> _Task statement_
Reproduce the material word for word, from its start through the line that contains "column 67, row 158", with both ends included. Leave the pictures out of your copy.

> _Records for this task_
______

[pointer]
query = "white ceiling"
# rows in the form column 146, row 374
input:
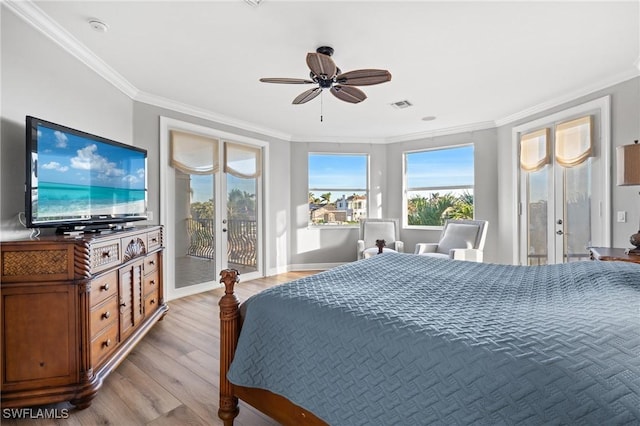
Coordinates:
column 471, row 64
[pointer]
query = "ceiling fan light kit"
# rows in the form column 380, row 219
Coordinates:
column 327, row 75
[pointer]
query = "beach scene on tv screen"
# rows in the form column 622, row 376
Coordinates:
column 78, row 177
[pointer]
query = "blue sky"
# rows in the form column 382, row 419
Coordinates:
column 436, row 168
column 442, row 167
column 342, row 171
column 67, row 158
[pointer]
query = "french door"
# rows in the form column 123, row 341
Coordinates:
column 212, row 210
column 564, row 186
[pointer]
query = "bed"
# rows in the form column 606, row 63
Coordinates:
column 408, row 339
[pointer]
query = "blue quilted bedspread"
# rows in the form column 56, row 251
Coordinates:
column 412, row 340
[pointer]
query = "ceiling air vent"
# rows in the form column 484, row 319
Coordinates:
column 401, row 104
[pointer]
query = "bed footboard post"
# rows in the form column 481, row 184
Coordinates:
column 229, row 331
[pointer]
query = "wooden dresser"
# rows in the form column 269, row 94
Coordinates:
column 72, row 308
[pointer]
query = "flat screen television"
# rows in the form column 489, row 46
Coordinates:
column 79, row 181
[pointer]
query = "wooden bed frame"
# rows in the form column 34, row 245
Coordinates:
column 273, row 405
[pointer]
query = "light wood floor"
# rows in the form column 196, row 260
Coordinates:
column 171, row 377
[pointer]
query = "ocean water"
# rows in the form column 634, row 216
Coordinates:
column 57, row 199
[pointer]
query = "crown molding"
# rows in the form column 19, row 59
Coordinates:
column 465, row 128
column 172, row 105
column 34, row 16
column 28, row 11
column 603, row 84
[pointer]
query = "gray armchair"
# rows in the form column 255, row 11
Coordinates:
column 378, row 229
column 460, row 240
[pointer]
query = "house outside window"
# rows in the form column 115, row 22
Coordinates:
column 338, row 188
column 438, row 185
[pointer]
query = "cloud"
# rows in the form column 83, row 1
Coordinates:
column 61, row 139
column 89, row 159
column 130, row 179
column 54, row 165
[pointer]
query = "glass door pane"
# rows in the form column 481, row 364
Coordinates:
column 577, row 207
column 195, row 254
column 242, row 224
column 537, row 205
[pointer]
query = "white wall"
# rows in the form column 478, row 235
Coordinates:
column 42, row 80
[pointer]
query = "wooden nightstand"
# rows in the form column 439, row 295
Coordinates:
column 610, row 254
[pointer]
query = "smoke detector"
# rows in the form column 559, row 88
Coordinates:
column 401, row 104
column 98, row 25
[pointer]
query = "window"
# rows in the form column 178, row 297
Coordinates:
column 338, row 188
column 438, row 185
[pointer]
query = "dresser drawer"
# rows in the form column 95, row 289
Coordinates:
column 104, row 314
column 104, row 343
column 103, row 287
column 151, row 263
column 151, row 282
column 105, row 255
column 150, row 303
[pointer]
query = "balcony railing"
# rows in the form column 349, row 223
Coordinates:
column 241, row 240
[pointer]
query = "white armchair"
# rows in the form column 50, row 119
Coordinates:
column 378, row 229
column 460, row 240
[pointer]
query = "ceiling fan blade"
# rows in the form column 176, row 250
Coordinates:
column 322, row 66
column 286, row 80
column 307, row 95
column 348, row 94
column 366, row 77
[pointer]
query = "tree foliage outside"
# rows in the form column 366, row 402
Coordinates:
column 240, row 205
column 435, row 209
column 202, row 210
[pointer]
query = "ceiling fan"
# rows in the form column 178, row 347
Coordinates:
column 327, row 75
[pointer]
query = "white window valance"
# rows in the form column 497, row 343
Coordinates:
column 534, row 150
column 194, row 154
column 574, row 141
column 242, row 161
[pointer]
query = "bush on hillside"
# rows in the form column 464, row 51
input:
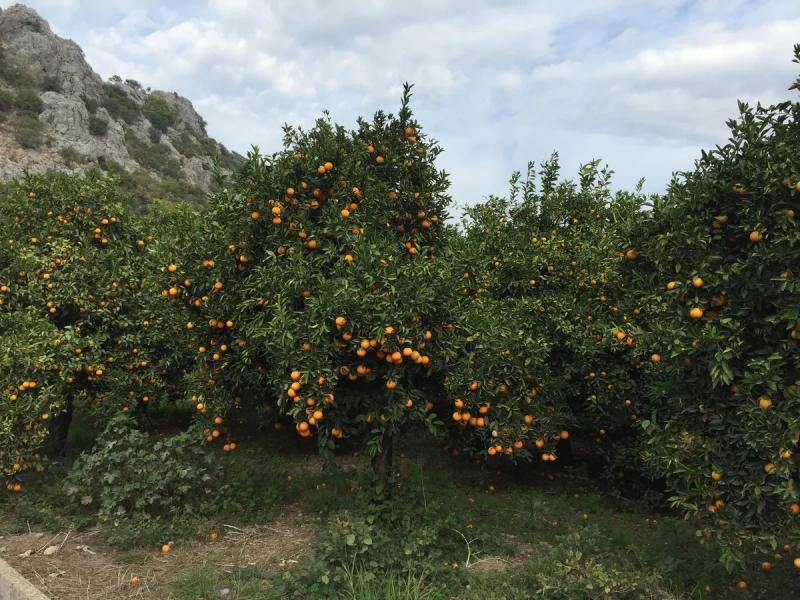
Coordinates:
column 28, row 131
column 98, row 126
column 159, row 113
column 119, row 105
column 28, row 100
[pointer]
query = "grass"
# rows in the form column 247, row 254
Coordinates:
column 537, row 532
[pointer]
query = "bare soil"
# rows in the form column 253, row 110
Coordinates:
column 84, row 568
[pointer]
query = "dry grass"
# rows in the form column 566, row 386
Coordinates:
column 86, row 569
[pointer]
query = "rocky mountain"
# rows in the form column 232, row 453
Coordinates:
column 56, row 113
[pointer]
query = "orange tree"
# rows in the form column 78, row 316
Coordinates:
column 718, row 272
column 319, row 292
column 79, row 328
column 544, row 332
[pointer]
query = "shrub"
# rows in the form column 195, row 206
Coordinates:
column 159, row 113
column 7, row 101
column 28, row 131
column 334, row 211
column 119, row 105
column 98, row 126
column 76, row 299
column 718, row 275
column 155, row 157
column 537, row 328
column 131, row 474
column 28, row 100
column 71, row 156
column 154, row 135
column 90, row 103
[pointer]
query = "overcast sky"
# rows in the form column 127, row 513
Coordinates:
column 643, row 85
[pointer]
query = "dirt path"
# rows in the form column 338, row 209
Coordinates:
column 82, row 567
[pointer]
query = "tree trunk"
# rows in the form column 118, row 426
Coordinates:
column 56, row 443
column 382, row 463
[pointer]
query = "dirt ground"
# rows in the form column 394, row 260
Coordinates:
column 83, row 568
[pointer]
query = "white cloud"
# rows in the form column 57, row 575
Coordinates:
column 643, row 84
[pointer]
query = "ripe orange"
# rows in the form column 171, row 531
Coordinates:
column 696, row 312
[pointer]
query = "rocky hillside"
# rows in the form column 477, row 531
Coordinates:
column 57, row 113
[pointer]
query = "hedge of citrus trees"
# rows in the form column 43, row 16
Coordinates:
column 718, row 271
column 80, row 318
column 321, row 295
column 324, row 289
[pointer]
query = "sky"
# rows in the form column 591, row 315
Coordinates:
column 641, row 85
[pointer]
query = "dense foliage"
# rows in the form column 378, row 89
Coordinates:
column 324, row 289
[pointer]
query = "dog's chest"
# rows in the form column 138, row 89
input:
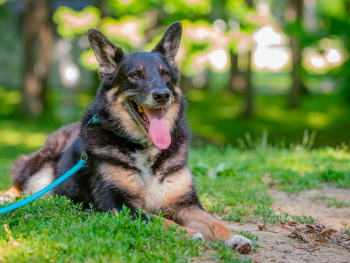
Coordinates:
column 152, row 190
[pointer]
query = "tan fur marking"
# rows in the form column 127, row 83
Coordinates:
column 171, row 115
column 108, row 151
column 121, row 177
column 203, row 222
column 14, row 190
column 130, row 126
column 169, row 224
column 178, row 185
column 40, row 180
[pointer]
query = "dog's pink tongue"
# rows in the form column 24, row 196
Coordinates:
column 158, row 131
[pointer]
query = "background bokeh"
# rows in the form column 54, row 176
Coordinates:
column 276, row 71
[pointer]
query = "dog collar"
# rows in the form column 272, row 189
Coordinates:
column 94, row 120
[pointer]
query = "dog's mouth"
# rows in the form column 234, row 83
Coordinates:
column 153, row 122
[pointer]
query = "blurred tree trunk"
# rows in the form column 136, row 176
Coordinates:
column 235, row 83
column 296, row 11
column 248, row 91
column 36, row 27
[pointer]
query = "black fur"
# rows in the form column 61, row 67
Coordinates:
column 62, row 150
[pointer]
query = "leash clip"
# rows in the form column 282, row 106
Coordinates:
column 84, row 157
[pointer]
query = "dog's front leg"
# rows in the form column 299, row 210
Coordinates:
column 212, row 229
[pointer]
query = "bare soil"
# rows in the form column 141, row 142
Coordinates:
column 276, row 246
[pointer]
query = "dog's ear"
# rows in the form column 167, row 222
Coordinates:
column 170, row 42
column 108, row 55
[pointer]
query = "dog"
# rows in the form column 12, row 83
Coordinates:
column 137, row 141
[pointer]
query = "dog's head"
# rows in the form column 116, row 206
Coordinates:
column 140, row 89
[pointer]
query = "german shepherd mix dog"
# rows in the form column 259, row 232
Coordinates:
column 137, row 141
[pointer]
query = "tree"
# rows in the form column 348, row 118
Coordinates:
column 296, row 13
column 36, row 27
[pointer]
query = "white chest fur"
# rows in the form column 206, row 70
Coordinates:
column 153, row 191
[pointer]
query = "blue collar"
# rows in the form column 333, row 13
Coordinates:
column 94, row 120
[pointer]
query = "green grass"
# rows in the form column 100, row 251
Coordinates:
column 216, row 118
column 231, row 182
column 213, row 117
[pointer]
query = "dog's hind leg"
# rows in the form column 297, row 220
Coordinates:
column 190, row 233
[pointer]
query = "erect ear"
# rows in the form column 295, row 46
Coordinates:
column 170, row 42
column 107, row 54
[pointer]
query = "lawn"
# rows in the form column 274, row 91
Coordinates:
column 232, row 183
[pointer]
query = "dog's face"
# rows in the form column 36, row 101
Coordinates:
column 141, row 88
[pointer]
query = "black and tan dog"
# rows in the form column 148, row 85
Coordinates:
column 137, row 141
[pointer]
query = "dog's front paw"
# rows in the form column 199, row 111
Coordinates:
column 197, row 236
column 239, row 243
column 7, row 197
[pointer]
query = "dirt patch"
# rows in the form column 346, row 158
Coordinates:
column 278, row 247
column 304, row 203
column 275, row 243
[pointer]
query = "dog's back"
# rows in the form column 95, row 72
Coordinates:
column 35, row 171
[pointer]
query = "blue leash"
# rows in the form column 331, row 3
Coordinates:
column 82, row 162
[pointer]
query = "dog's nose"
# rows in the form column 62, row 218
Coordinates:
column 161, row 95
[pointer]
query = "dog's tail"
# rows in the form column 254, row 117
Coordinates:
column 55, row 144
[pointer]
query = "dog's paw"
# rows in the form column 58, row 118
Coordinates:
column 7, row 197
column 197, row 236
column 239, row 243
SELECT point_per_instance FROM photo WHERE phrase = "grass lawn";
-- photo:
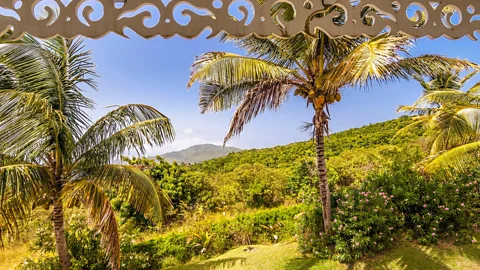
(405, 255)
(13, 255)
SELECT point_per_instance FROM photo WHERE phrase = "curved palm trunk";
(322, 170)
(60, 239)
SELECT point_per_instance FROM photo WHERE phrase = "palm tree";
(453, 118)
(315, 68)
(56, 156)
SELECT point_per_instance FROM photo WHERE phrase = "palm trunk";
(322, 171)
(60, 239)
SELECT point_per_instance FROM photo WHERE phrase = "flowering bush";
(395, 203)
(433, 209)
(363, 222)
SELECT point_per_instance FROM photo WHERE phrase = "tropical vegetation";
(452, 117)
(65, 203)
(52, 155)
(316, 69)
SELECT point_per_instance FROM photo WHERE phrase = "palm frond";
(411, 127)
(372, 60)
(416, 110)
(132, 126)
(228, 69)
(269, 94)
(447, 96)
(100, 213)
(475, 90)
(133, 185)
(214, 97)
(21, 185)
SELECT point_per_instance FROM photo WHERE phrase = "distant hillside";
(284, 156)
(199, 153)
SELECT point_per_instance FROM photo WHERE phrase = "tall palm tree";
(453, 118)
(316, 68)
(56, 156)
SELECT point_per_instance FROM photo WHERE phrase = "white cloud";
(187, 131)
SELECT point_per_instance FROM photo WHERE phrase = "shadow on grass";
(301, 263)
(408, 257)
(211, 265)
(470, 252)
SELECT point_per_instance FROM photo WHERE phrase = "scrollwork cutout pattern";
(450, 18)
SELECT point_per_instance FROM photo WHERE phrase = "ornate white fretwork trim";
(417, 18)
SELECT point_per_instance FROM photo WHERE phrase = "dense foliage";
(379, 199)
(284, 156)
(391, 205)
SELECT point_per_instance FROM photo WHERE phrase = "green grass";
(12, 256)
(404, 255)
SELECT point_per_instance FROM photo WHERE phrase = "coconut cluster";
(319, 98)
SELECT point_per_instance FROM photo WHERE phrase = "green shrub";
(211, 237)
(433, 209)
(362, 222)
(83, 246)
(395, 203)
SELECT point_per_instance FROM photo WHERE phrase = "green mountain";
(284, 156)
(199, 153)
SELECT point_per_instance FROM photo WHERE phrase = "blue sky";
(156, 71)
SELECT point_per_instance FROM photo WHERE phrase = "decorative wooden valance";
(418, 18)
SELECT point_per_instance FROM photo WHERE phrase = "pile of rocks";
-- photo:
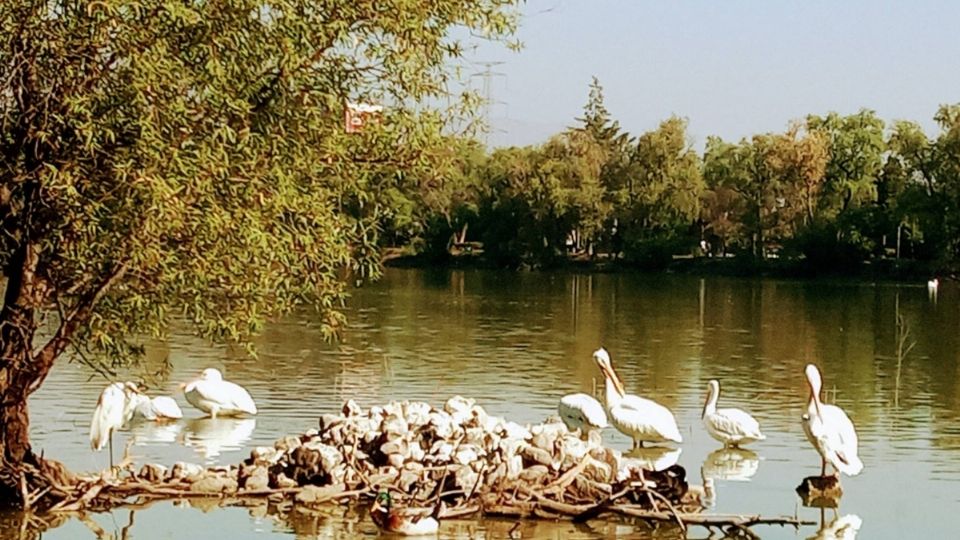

______

> _The completed task_
[pointer]
query = "white ceiling"
# rows in the form column 146, row 374
input:
Coordinates:
column 471, row 64
[pointer]
query = "ceiling fan light kit"
# rows in the form column 380, row 219
Coordinates:
column 327, row 75
[pointer]
query = "beach scene on tv screen"
# rows in the form column 622, row 376
Coordinates:
column 78, row 177
[pointer]
query = "blue sky"
# rows in the form column 382, row 419
Coordinates:
column 436, row 168
column 442, row 167
column 342, row 171
column 67, row 158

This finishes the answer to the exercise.